◆ SET PROBLEM
Locate every line in the material below that contains the word "tree", with uppercase and lowercase letters treated as different, and copy each of those lines in full.

◆ GIVEN RECORDS
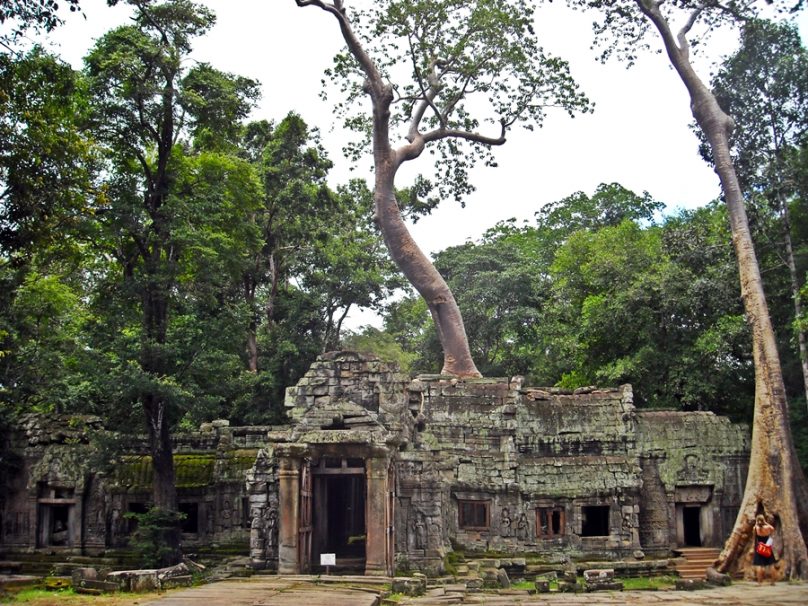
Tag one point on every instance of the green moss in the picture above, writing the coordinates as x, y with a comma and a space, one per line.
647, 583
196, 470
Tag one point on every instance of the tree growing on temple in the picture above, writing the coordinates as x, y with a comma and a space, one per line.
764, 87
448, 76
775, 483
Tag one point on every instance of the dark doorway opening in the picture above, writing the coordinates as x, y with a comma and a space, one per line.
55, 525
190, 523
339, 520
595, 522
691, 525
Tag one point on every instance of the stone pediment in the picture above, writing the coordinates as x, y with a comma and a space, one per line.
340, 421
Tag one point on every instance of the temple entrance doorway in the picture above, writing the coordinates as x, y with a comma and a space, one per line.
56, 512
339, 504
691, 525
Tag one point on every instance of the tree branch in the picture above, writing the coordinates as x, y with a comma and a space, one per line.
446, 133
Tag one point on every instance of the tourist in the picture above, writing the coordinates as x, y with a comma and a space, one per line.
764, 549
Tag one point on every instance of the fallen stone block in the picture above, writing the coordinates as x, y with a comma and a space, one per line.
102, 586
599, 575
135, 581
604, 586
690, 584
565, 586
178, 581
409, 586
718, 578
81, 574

--

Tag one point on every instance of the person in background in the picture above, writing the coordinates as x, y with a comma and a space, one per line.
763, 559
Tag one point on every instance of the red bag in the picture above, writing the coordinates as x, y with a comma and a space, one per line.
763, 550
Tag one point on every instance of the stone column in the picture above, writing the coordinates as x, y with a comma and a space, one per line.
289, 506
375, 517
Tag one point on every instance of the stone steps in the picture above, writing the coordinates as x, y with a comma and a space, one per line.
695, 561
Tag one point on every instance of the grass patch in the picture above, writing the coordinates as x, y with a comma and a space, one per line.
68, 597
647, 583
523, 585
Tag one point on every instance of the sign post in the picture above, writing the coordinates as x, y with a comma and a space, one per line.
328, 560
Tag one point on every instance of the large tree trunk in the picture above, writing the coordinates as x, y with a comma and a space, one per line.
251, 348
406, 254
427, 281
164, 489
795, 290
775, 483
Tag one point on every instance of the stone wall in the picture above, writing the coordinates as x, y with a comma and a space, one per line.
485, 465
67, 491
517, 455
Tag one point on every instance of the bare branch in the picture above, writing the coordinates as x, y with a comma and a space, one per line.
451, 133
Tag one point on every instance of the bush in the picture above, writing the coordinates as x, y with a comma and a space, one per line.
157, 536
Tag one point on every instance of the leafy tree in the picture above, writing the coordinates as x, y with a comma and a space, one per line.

◆ THE OUTPUT
Tag one point on every instance of the tree growing on temple in the picture above, writing the coordinates as x, y with a comma and a space, one per line.
Tag one point on every instance of the tree branch in the picture above, writing the coordinates as x, y with a comma and a space, one per line.
Tag one point on every instance of the large tree trunk in the picture above, writing the coordinates as x, y with a comma and a space, one per line.
Tag one point on every instance of the leafy tree in the picture above, writing the coordinates as x, y with a comma and a space, one per line.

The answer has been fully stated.